▸ **Written task**
Reproduce the items verbatim from their very beginning through the line containing "box: [0, 725, 969, 1400]", including that line. Leave the picture out of your output.

►

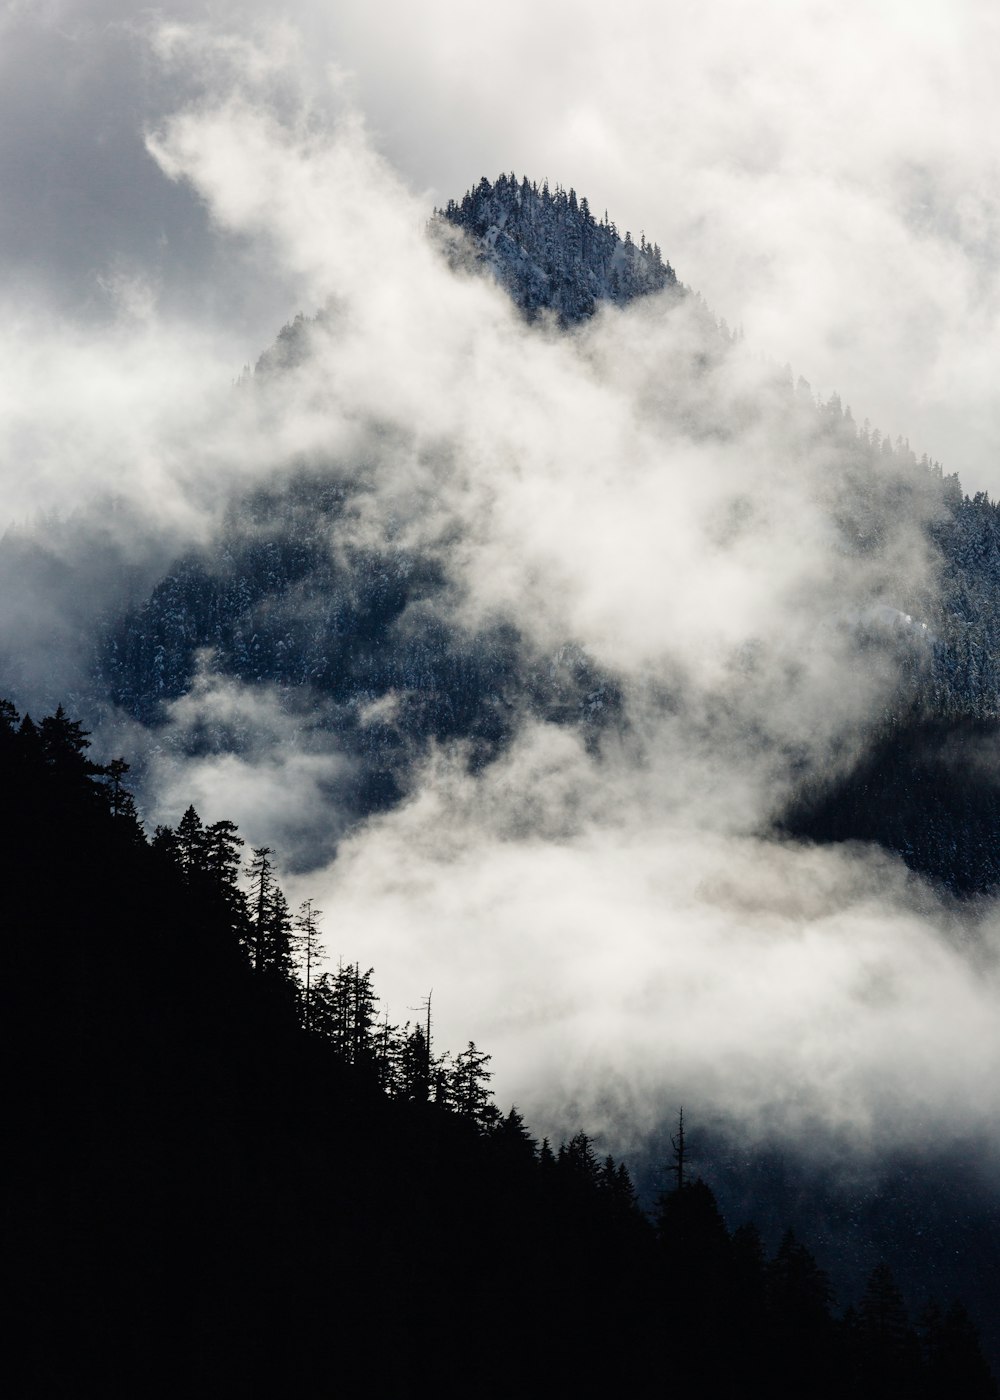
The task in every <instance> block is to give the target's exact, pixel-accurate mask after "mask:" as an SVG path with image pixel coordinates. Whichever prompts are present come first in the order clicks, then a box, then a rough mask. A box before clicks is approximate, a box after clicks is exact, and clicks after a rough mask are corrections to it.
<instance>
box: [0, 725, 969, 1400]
mask: <svg viewBox="0 0 1000 1400" xmlns="http://www.w3.org/2000/svg"><path fill="white" fill-rule="evenodd" d="M85 750H87V742H85V736H84V734H83V732H81V729H80V725H78V724H76V722H73V721H70V720H69V718H67V717H66V715H64V714H62V711H60V713H57V714H56V715H52V717H48V718H46V720H43V721H42V722H41V725H38V727H35V725H34V724H32V722H31V721H29V720H27V718H25V720H24V721H22V722H20V724H18V717H17V714H15V711H14V710H13V707H10V706H6V707H4V710H3V715H1V720H0V773H1V776H3V783H4V788H3V790H4V797H6V801H4V805H3V812H1V813H0V825H1V827H3V830H1V832H0V850H3V860H4V872H3V881H4V892H6V920H4V952H6V963H7V969H6V970H7V977H6V998H4V1000H6V1007H4V1022H3V1023H4V1036H6V1042H7V1043H6V1053H7V1064H8V1065H11V1067H13V1068H14V1074H13V1075H11V1077H10V1078H11V1085H10V1093H8V1099H7V1116H6V1127H7V1130H8V1133H7V1138H8V1144H10V1148H8V1162H10V1166H11V1175H10V1187H8V1191H7V1196H6V1212H4V1233H6V1252H4V1253H6V1261H7V1271H8V1281H10V1282H11V1284H13V1285H14V1298H15V1302H14V1306H13V1309H11V1310H10V1312H11V1313H13V1316H10V1315H8V1320H10V1323H11V1336H13V1338H14V1347H13V1358H11V1359H13V1362H14V1364H15V1365H17V1368H18V1373H20V1380H18V1382H17V1383H15V1392H14V1393H17V1394H24V1396H35V1394H38V1396H52V1394H57V1396H77V1394H102V1396H136V1394H143V1396H148V1394H178V1393H183V1394H189V1396H216V1394H220V1393H224V1394H244V1396H262V1397H263V1396H273V1394H289V1396H321V1394H324V1396H325V1394H331V1396H335V1394H347V1396H360V1394H373V1393H374V1394H387V1396H388V1394H391V1396H396V1394H422V1396H423V1394H440V1396H448V1394H455V1396H458V1394H465V1396H468V1394H476V1396H497V1397H500V1396H510V1394H511V1392H515V1393H518V1394H524V1396H542V1394H566V1393H577V1394H588V1396H598V1394H605V1393H620V1392H626V1393H630V1394H641V1396H653V1394H661V1393H664V1390H671V1389H674V1387H681V1389H685V1390H688V1389H696V1390H697V1393H699V1394H703V1396H706V1397H709V1400H711V1397H718V1400H723V1397H748V1400H749V1397H758V1396H769V1397H779V1400H780V1397H786V1396H787V1397H790V1400H791V1397H793V1396H794V1397H797V1400H798V1397H801V1396H803V1394H810V1396H815V1397H825V1396H831V1397H832V1396H835V1394H840V1393H842V1390H843V1389H845V1386H846V1385H850V1387H852V1390H853V1393H854V1394H857V1396H860V1397H871V1400H875V1397H878V1400H884V1397H885V1396H887V1394H906V1396H917V1397H941V1400H944V1397H945V1396H947V1397H968V1400H976V1397H980V1396H983V1397H985V1396H992V1394H994V1390H993V1386H992V1382H990V1379H989V1375H987V1372H986V1369H985V1364H983V1361H982V1355H980V1352H979V1348H978V1344H976V1338H975V1331H973V1330H972V1327H971V1324H969V1323H968V1320H966V1319H965V1316H964V1313H961V1310H955V1309H952V1310H947V1309H944V1310H941V1309H938V1312H937V1313H929V1315H927V1316H926V1317H924V1319H923V1320H922V1322H920V1324H919V1326H915V1324H913V1323H912V1322H910V1320H909V1319H908V1316H906V1309H905V1306H903V1302H902V1299H901V1296H899V1294H898V1291H896V1288H895V1282H894V1281H892V1275H891V1274H889V1273H888V1271H887V1270H885V1268H882V1270H881V1273H880V1271H878V1270H875V1273H874V1274H873V1275H871V1282H870V1285H868V1292H867V1294H866V1299H864V1301H863V1303H861V1308H860V1312H859V1315H857V1316H852V1317H845V1319H839V1317H838V1316H836V1315H835V1312H833V1309H832V1301H831V1296H829V1288H828V1284H826V1280H825V1275H824V1274H822V1271H821V1270H819V1266H818V1264H817V1261H815V1259H814V1257H812V1256H811V1254H810V1252H808V1250H807V1249H805V1247H804V1246H803V1245H801V1243H800V1242H798V1240H796V1239H794V1238H793V1236H790V1235H789V1236H787V1238H786V1239H784V1240H783V1243H782V1245H780V1247H779V1249H777V1252H776V1253H775V1256H773V1257H772V1259H770V1260H769V1259H768V1257H766V1256H765V1253H763V1250H762V1247H761V1243H759V1239H758V1236H756V1233H755V1232H754V1231H752V1228H744V1229H741V1231H737V1232H735V1233H734V1235H731V1233H730V1232H728V1229H727V1226H725V1224H724V1221H723V1218H721V1215H720V1214H718V1210H717V1207H716V1203H714V1198H713V1196H711V1191H710V1190H709V1187H707V1186H706V1184H704V1183H703V1182H700V1180H690V1177H689V1175H685V1148H683V1140H682V1138H681V1142H679V1147H678V1145H675V1151H674V1170H675V1173H676V1176H675V1189H674V1190H672V1191H669V1193H668V1194H667V1196H665V1197H664V1200H662V1203H661V1207H660V1210H658V1215H657V1222H655V1225H653V1224H650V1222H648V1221H647V1219H646V1218H644V1217H643V1215H641V1214H640V1212H639V1210H637V1207H636V1204H634V1194H633V1190H632V1184H630V1180H629V1175H627V1172H626V1169H625V1168H623V1166H622V1165H619V1163H615V1162H613V1159H611V1158H608V1159H605V1161H604V1162H601V1159H599V1156H598V1155H597V1154H595V1149H594V1145H592V1144H591V1142H590V1140H588V1138H587V1137H585V1135H584V1134H577V1135H576V1137H574V1138H573V1140H571V1141H570V1142H569V1144H566V1145H563V1147H562V1148H560V1149H559V1152H557V1154H553V1152H552V1151H550V1149H549V1147H548V1144H543V1145H542V1147H541V1148H539V1145H538V1144H536V1142H534V1141H532V1138H531V1135H529V1133H528V1131H527V1128H525V1127H524V1124H522V1123H521V1120H520V1117H518V1116H517V1113H515V1112H514V1110H511V1112H510V1113H508V1114H507V1116H506V1117H503V1116H501V1114H500V1113H499V1112H497V1110H496V1109H494V1107H493V1105H492V1100H490V1096H489V1091H487V1084H489V1072H487V1071H486V1063H487V1060H489V1057H487V1056H483V1054H482V1053H479V1051H476V1049H475V1046H473V1044H469V1047H468V1050H466V1051H462V1054H459V1056H455V1057H454V1058H451V1057H448V1056H437V1054H431V1047H430V1044H429V1043H427V1040H426V1039H424V1037H423V1032H422V1028H420V1026H415V1028H409V1026H408V1028H403V1029H402V1030H396V1028H389V1026H385V1028H382V1026H381V1025H377V1023H375V1021H374V1002H373V998H371V986H370V974H368V973H361V972H360V969H357V967H347V969H342V970H340V972H339V973H338V974H336V976H333V977H331V976H329V974H328V976H326V980H325V981H324V979H322V977H321V979H317V981H315V983H314V984H312V988H311V991H308V993H307V991H305V988H304V986H303V980H301V976H297V974H296V973H294V970H293V967H291V960H290V948H291V934H290V930H291V924H290V921H289V917H287V909H286V906H284V902H283V897H282V896H280V890H279V889H277V886H276V885H275V883H273V878H272V874H270V865H269V860H268V858H269V854H270V853H268V851H266V848H261V850H258V851H255V853H254V861H252V862H251V889H249V893H242V890H241V888H239V885H238V883H237V868H238V860H239V857H238V846H239V841H238V837H237V834H235V830H234V829H232V827H231V825H230V823H224V822H221V823H216V825H214V826H211V827H203V826H202V823H200V820H199V819H197V815H196V813H195V812H193V809H189V812H188V813H185V818H183V819H182V822H181V823H179V825H178V827H176V829H175V830H171V829H160V830H158V832H157V836H155V840H154V841H153V844H150V843H147V841H146V839H144V836H143V833H141V829H140V827H139V825H137V822H136V819H134V813H133V809H132V802H130V798H129V797H127V792H125V790H123V787H122V777H123V776H125V774H123V766H120V764H118V763H116V764H111V766H108V767H105V769H98V767H97V766H95V764H91V763H90V762H88V760H87V752H85ZM298 927H300V930H301V928H303V924H301V921H300V925H298ZM321 988H322V991H321ZM887 1309H888V1312H887ZM887 1317H888V1319H889V1322H887ZM10 1369H11V1366H10V1364H8V1373H10Z"/></svg>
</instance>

◄

▸ **Result for this task**
The task in every <instance> block is to give the target's exact, pixel-accurate mask after "mask:" as an SVG path with image pixel coordinates. Whichever prompts are present come first in the order clicks, then a box, then a rough mask. A box before clicks is approximate, a box after clicks is exact, and clicks after a rough mask are corrections to it.
<instance>
box: [0, 725, 969, 1400]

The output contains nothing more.